### DATA EXTRACT
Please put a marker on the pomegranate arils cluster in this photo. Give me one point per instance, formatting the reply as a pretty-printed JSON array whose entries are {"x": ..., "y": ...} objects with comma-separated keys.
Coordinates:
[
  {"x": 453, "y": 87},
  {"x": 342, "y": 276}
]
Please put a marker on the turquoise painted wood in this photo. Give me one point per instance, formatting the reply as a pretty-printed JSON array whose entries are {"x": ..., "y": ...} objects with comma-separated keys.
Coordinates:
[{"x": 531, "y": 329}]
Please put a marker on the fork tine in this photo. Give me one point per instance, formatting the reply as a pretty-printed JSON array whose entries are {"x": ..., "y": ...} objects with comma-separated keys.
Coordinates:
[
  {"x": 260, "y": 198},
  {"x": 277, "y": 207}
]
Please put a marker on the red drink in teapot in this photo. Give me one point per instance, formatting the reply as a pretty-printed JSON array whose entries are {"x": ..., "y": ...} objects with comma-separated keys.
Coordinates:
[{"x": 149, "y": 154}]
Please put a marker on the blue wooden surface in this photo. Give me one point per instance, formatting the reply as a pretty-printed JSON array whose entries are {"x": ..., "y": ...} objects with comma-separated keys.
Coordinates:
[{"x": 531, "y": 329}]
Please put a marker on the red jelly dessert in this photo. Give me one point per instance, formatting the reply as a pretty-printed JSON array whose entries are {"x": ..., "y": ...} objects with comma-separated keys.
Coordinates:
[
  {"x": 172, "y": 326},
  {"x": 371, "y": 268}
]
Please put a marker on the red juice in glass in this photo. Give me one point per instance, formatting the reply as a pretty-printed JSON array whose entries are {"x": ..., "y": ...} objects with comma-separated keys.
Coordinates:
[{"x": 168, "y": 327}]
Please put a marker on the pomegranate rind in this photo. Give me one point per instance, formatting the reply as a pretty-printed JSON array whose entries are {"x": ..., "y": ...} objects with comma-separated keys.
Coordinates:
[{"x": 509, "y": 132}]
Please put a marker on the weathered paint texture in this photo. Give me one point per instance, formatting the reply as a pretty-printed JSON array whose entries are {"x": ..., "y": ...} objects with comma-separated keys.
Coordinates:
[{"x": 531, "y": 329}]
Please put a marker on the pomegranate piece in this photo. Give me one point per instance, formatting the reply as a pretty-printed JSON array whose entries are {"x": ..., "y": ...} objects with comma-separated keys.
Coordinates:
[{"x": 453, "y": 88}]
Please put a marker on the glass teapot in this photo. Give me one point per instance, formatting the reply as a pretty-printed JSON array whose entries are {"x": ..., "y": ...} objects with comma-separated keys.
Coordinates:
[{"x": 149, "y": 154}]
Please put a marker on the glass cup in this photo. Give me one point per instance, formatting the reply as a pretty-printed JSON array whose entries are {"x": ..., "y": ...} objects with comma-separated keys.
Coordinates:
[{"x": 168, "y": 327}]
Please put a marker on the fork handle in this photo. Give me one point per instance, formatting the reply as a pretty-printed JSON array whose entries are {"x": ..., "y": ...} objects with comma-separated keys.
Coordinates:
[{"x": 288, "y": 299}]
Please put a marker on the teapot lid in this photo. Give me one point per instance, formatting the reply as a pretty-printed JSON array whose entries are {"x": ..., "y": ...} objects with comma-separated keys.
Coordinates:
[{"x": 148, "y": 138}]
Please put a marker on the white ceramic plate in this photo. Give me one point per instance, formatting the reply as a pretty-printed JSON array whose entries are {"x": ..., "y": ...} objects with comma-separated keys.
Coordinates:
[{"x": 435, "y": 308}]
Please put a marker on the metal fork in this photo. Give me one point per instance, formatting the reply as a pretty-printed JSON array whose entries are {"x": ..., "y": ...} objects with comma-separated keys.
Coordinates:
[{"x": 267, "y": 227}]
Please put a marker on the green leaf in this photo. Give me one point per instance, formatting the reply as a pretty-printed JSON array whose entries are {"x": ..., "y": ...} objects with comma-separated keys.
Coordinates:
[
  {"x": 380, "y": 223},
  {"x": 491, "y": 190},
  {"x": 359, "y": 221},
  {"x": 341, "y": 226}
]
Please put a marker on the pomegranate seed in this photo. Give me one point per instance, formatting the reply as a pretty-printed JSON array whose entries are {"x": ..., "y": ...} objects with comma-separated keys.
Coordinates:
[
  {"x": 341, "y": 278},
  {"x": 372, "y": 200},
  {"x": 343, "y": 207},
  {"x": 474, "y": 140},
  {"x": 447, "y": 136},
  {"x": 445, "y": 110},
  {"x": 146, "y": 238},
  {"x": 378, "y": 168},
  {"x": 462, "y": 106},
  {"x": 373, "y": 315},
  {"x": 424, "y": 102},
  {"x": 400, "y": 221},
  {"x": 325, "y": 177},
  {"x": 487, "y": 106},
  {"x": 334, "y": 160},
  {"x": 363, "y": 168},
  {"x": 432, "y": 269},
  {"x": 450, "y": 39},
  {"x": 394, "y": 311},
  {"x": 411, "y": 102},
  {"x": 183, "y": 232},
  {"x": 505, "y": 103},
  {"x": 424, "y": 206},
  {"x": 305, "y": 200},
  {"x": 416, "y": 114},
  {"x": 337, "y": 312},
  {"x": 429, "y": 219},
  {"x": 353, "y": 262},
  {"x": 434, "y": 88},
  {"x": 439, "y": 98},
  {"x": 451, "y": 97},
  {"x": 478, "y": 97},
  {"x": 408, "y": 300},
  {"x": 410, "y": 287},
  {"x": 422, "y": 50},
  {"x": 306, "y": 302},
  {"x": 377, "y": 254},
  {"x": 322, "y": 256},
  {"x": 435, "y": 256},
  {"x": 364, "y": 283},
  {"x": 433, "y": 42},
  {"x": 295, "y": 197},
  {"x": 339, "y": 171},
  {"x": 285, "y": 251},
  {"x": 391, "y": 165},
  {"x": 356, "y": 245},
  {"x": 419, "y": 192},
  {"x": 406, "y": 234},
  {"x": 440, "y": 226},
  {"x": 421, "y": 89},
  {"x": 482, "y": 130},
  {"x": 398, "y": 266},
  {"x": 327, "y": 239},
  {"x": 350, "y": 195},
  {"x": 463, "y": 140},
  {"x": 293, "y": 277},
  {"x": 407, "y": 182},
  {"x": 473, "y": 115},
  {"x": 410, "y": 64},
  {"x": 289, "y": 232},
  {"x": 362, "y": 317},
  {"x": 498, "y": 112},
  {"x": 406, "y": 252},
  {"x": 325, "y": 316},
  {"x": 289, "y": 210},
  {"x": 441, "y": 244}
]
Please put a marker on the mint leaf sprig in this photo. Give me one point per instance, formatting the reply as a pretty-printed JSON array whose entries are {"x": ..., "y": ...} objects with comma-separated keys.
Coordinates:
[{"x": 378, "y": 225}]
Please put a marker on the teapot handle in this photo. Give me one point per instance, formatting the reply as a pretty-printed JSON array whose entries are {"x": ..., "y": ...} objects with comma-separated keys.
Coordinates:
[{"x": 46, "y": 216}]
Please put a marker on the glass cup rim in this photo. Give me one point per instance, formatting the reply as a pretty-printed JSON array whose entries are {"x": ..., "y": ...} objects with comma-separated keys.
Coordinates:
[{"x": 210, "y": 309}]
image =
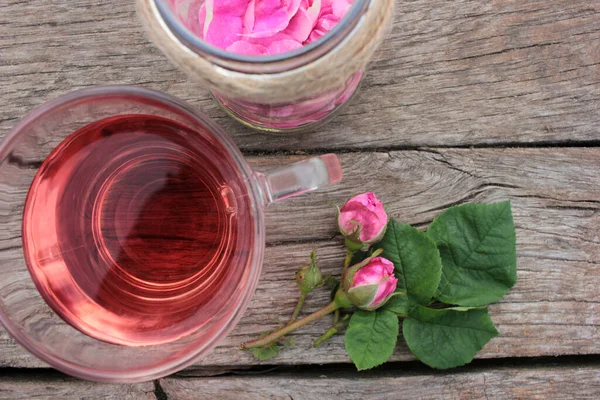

### WORK REQUEST
The entries above are to be repeated exactly, except for any pictures.

### SOLUTION TO THIS EXERCISE
Please put a marker on the pomegranate arils cluster in this photo. Give me one point per instance, formatting the reply as a pretty-printed JSON array whose entries are {"x": ..., "y": ...} objects with comma-separated keys.
Coordinates:
[
  {"x": 453, "y": 87},
  {"x": 342, "y": 276}
]
Please put a marker on the turquoise painted wood in this photo. Give me one point per instance, formatting the reply as a pretty-printed JSON array whose entries are {"x": ..., "y": ...} objects with comma-separated keys.
Coordinates:
[{"x": 531, "y": 329}]
Please put a marker on the fork tine in this photo. Give me one point per instance, formatting the reply as a pretty-printed JSON array whose entries are {"x": ..., "y": ...} objects with comma-separated keys.
Coordinates:
[
  {"x": 260, "y": 198},
  {"x": 277, "y": 207}
]
Please put a marker on the red drink in teapot in this photo. Give me one point per instance, formatting the reply as a pretty-printed JSON array whose entries are {"x": ..., "y": ...} objects with comma-separated keys.
Coordinates:
[{"x": 149, "y": 154}]
Please put a marker on the blue wooden surface in this photo. Give me one point per instance, formatting the reply as a pretty-printed JSON array whose entries are {"x": ..., "y": ...} objects with comma-separated keys.
Coordinates:
[{"x": 531, "y": 329}]
Please put a marker on the red jelly dessert in this photo. Give me one point per instance, formatting the reply as a pretty-printed JSON array whose entries are {"x": ..., "y": ...} objects with comma-separated keys.
Coordinates:
[
  {"x": 172, "y": 326},
  {"x": 371, "y": 268}
]
Please put a marker on the red juice in glass in this photo. Give me one point per instance, formatting the reply as a pretty-printed JSON array whose entries are {"x": ..., "y": ...} objects with comma-separated keys.
Coordinates:
[{"x": 168, "y": 327}]
Please put a marker on the pomegranate rind in this photo. Give me one point per instance, formatting the reply as a pretty-printed JSON array whose entries are {"x": ..., "y": ...} objects with comma-separated keys.
Coordinates:
[{"x": 509, "y": 132}]
Please put a marker on the weathered paint texture in this photo. Give me one point per instance, formatting the reply as a pretty-printed JSON array whose entries are {"x": ..., "y": ...} objects with comma-separated keys.
Coordinates:
[{"x": 531, "y": 329}]
Please put a marker on the pomegranate piece in this photo. Give me one point per instance, formatting the reply as a pretty-printed JSON array whose entries are {"x": ..., "y": ...} objects with comma-separated keys.
Coordinates:
[{"x": 453, "y": 88}]
Please put a marker on the glass teapot in this photo. Give me one point per instance, formatting the reply as a pretty-printed JSON array whose entries are {"x": ..., "y": ...} objects with comma-separated keys.
Coordinates:
[{"x": 149, "y": 154}]
Please put a marker on the glass cup in this photo. Give me one point per instance, formatting the reply as a pretty-printed JSON array whose entries are {"x": ..., "y": ...} objects with comma-separated keys.
Coordinates:
[{"x": 168, "y": 327}]
Please put a marker on the fork handle in this photo. Give me one point per instance, formatting the reply as a pretty-printed JSON array whose entries are {"x": ..., "y": ...} objects with comma-separated keys.
Coordinates:
[{"x": 288, "y": 299}]
Please put a marker on the teapot lid in this photo. Give me one point per instance, formatting the reply as a pretty-printed JSON array whose entries are {"x": ..., "y": ...} objects with comma-separated keys.
Coordinates:
[{"x": 148, "y": 138}]
Please put a marker on the white ceramic plate in this photo. Give me one point per instance, formatting the reply as a pretty-printed JSON array whose entries are {"x": ..., "y": ...} objects with comma-separated keys.
Coordinates:
[{"x": 435, "y": 308}]
Please put a marker on the metal fork in this photo. Give me one point per instance, formatting the reply as a pretty-printed JSON array whose entries are {"x": ..., "y": ...} objects with comma-separated keys.
Coordinates:
[{"x": 267, "y": 227}]
Please put a marker on the green leaf in this photo. Give me one point per instance, formatting the reply as a pretty-printed JSON array whose entries are {"x": ..., "y": ...} objects with comma-separated keys.
Coordinates:
[
  {"x": 380, "y": 223},
  {"x": 491, "y": 190},
  {"x": 359, "y": 221},
  {"x": 341, "y": 226}
]
Please put a marker on the pomegranate seed in this photo. Give me one point per instance, formatting the reply as a pretty-printed JSON array whose entries are {"x": ..., "y": ...} objects with comma-separated keys.
Coordinates:
[
  {"x": 341, "y": 278},
  {"x": 372, "y": 200},
  {"x": 343, "y": 207},
  {"x": 474, "y": 140},
  {"x": 447, "y": 136},
  {"x": 445, "y": 110},
  {"x": 146, "y": 238},
  {"x": 378, "y": 168},
  {"x": 462, "y": 106},
  {"x": 373, "y": 315},
  {"x": 424, "y": 102},
  {"x": 400, "y": 221},
  {"x": 325, "y": 177},
  {"x": 487, "y": 106},
  {"x": 334, "y": 160},
  {"x": 363, "y": 168},
  {"x": 432, "y": 269},
  {"x": 450, "y": 39},
  {"x": 394, "y": 311},
  {"x": 411, "y": 102},
  {"x": 183, "y": 232},
  {"x": 505, "y": 103},
  {"x": 424, "y": 206},
  {"x": 305, "y": 200},
  {"x": 416, "y": 114},
  {"x": 337, "y": 312},
  {"x": 429, "y": 219},
  {"x": 353, "y": 262},
  {"x": 434, "y": 88},
  {"x": 439, "y": 98},
  {"x": 451, "y": 97},
  {"x": 478, "y": 97},
  {"x": 408, "y": 300},
  {"x": 410, "y": 287},
  {"x": 422, "y": 50},
  {"x": 306, "y": 302},
  {"x": 377, "y": 254},
  {"x": 322, "y": 256},
  {"x": 435, "y": 256},
  {"x": 364, "y": 283},
  {"x": 433, "y": 42},
  {"x": 295, "y": 197},
  {"x": 339, "y": 171},
  {"x": 285, "y": 251},
  {"x": 391, "y": 165},
  {"x": 356, "y": 245},
  {"x": 419, "y": 192},
  {"x": 406, "y": 234},
  {"x": 440, "y": 226},
  {"x": 421, "y": 89},
  {"x": 482, "y": 130},
  {"x": 398, "y": 266},
  {"x": 327, "y": 239},
  {"x": 350, "y": 195},
  {"x": 463, "y": 140},
  {"x": 293, "y": 277},
  {"x": 407, "y": 182},
  {"x": 473, "y": 115},
  {"x": 410, "y": 64},
  {"x": 289, "y": 232},
  {"x": 362, "y": 317},
  {"x": 498, "y": 112},
  {"x": 406, "y": 252},
  {"x": 325, "y": 316},
  {"x": 289, "y": 210},
  {"x": 441, "y": 244}
]
Please put a marker on the mint leaf sprig in this photo. Give me one point per instance, formatting the reply as a pretty-printed JSON array whose entries are {"x": ..., "y": ...} objects with comma-separated keys.
Coordinates:
[{"x": 378, "y": 225}]
Please put a marker on the teapot handle in this photo. Give me one point per instance, formatting the reply as a pretty-printed JSON array whose entries are {"x": ..., "y": ...} objects with comma-separated keys.
Coordinates:
[{"x": 46, "y": 216}]
Please put a marker on the glass cup rim in this photo. Give me one point per instance, formatting the reply as a pretty-printed JSON array whose entries are {"x": ..., "y": ...} objects with comma-separated keys.
Coordinates:
[{"x": 210, "y": 309}]
image =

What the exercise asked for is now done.